Kumisolo. L’Irrésistible Ultra Pop Japonaise

Kumi Okamoto était membre du groupe the Konki Duet (Active Suspension), et du duo Crazy Curl (Channel Pro). Son projet solo, Kumisolo, se nourrit joyeusement de musique ultra pop, de cinéma français, de passions culinaires, le tout bourré de second degré et d’un certain attrait pour les glorieux losers.

Ultra cultivée, affichant une grande connaissance de la mode et du cinéma, cette japonaise débarquée à Paris pour l’amour de l’art a tout pour conquérir les cœurs, avec une humilité désarmante.

Ce qui est moins évident à cerner, c’est peut-être son côté punk. D’une voix parfois incertaine, dans une atmosphère de ‘do it yourself’ énergique, Kumisolo nous a séduits en live à l’Espace B nous faisant danser sans repos. Sur scène, Kumi est un mélange de maîtrise et de chaleur humaine. Si quelqu’un l’a déjà comparée à une Françoise Hardy japonaise, nous, on préfère y voir une descendante d’Elli Medeiros. La pop-punk est à l’honneur.

Musique facile, musique de fille, musique légère, musique terriblement pop, Kumisolo va en énerver plus d’un – et c’est tellement bon.

Après ses deux EP, Coeur Frag et La Femme Japonaise, elle s’apprête à sortir son album Kabuki femme fatale le 7 avril sous Alter K et TonaSerenad.

EP La Femme Japonaise en écoute ici.

Manifesto XXI – Vous chantez en français mais vous êtes japonaise. Comment vous avez atterri ici ? 

Je suis venue ici en 2001 pour faire des études de cinéma à Paris VIII. J’ai appris le français au Japon mais je ne voulais pas abandonner cette langue. Comme je suis musicienne à la base, j’ai uni la musique et le cinéma en réalisant plus ou moins mes clips. Après j’ai rencontré des gens pour m’aider.

Pourquoi partir du Japon ? 

J’étais déjà passionnée par la langue française et je chantais en français même si ce n’était pas correct. J’avais une grande passion pour la musique française et aussi pour la Nouvelle Vague. J’aime la Nouvelle Vague des années 1960, particulièrement Truffaut. J’ai réalisé un mémoire sur le cycle Doinel, ce personnage incarné par Jean-Pierre Léaud. Ce sont des personnages qui n’existent pas, qui n’ont jamais existé, des faux stéréotypes de français. Mais cette fiction me fascinait.

Vous aimez donc les losers magnifiques ?

- TRAVAIL À FAIRE
• a. Citez le passage du texte sur Kumisolo qui commence par « Pourquoi partir du » et se termine par « losers magnifiques ? ».
• b. D'après le texte sur Kumisolo, en quelle année Kumi Okamoto est-elle venue à Paris pour ses études de cinéma ?

- CONTENU DES DONNÉES

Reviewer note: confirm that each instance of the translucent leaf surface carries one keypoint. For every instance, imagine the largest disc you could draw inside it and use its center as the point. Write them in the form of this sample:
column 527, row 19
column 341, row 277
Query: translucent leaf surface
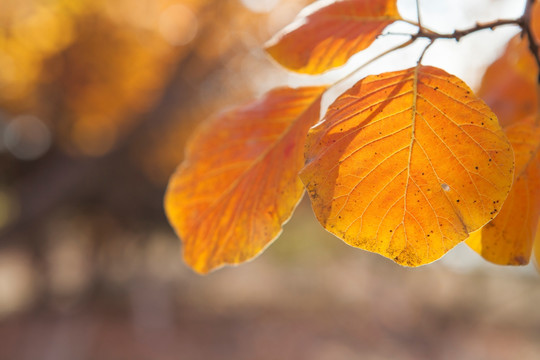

- RÉPONSES RÉDIGÉES
• a.
Pourquoi partir du Japon ? 

J’étais déjà passionnée par la langue française et je chantais en français même si ce n’était pas correct. J’avais une grande passion pour la musique française et aussi pour la Nouvelle Vague. J’aime la Nouvelle Vague des années 1960, particulièrement Truffaut. J’ai réalisé un mémoire sur le cycle Doinel, ce personnage incarné par Jean-Pierre Léaud. Ce sont des personnages qui n’existent pas, qui n’ont jamais existé, des faux stéréotypes de français. Mais cette fiction me fascinait.

Vous aimez donc les losers magnifiques ?

• b. En 2001.